## TEXT TO READ
I'm personally not familiar with exactly what that means. In comparison to like a field like psychology, you know, is that something inside of it? Is that something that's parallel? Can you just sort of give me more that?
[00:05:12] Thomas: Yeah, sure. So human factors has its history. Kind of gets to become really a recognizable thing around, you know, World War II, where the, you know, military realized that when you design things that are for the soldiers and for people who are gonna be using the equipment, submarines and airplanes and things like that, you get a lot fewer plane crashes and a lot greater efficiency when things are actually designed around the person, which contrasts with the previous view.
Right? The previous view is you're here, you work for us, you learn the machine and figure it out. Right? But then that...

## REQUEST
Continue the transcript about human factors from the point where it stops.

## ENTRIES PROVIDED
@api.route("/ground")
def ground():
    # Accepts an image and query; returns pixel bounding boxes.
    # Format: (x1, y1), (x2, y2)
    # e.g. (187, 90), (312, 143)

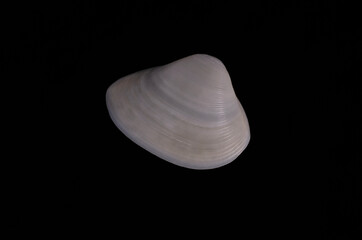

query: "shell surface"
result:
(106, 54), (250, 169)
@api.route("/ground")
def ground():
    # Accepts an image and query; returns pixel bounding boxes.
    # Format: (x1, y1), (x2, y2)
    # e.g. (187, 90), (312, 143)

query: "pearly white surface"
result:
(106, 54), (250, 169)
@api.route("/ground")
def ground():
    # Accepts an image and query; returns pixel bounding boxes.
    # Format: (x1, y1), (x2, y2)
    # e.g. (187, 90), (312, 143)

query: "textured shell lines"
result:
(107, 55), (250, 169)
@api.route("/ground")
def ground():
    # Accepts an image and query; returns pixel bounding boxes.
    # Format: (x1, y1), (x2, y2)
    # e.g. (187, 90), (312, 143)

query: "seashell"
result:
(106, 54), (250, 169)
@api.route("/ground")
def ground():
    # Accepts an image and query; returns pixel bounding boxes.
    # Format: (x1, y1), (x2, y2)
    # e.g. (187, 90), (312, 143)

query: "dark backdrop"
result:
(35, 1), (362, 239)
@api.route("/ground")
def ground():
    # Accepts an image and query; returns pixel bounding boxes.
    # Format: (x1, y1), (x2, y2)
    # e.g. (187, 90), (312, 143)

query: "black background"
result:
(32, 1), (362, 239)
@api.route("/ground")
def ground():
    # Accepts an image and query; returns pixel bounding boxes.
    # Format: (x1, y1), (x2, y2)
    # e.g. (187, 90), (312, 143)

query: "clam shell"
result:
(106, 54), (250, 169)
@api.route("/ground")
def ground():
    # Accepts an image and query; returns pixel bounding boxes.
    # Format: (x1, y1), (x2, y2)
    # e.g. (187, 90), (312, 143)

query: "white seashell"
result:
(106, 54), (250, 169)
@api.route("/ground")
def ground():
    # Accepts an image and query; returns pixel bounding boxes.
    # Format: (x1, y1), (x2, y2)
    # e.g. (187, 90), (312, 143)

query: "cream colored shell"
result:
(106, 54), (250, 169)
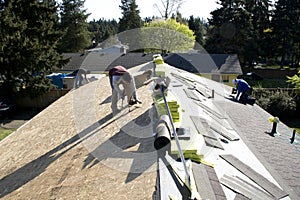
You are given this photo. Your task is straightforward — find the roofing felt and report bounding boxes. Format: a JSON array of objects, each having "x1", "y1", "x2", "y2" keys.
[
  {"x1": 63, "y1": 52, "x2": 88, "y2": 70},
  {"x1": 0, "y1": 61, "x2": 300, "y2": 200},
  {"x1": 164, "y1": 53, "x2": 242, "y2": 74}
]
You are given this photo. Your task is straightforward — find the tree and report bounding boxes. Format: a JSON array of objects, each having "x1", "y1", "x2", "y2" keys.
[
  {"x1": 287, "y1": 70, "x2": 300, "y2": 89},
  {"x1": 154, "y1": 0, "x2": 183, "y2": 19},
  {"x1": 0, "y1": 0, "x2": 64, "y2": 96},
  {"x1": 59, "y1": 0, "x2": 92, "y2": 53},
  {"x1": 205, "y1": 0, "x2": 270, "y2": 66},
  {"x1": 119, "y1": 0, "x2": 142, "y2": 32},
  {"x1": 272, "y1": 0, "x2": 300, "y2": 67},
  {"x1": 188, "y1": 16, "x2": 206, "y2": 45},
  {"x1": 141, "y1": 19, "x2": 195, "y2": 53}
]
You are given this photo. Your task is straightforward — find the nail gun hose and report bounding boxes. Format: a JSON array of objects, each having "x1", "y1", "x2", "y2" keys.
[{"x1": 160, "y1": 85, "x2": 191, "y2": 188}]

## IN RESPONSE
[00:05:51] Ken: Is this the famous I guess like case study of. World War ii, the jets where they decide for the average person, and not everyone, like, like a small percentage of people, maybe like 5% is actually average size. There's this huge distribution. So rather than having all the seats the same size, they made the seats variable. So that, and like that huge.
[00:06:14] Thomas: The whole. Yes, the whole philosophy and approach. It's stuff like that where, yeah, we have this word, we say average, but then like how many people are, you know, average and, and things like that.
So you get into ergonomics, right? And ergonomics of, of course this, designing things for the human body. But then the other side to this, the psychology aspect is designing things for how, what we know about people and, and how the mind functions, right? So the sensory, perceptual, cognitive attributes of a human being.
How do you design for this so that it's a shift in the mentality. And so you can even look at the word human factors. What is the human factor in this overall setting? Right? So you're, you're, you're looking at a whole situation. There's gonna be, you know, we have a room, you have a machine over here that people are gonna be using.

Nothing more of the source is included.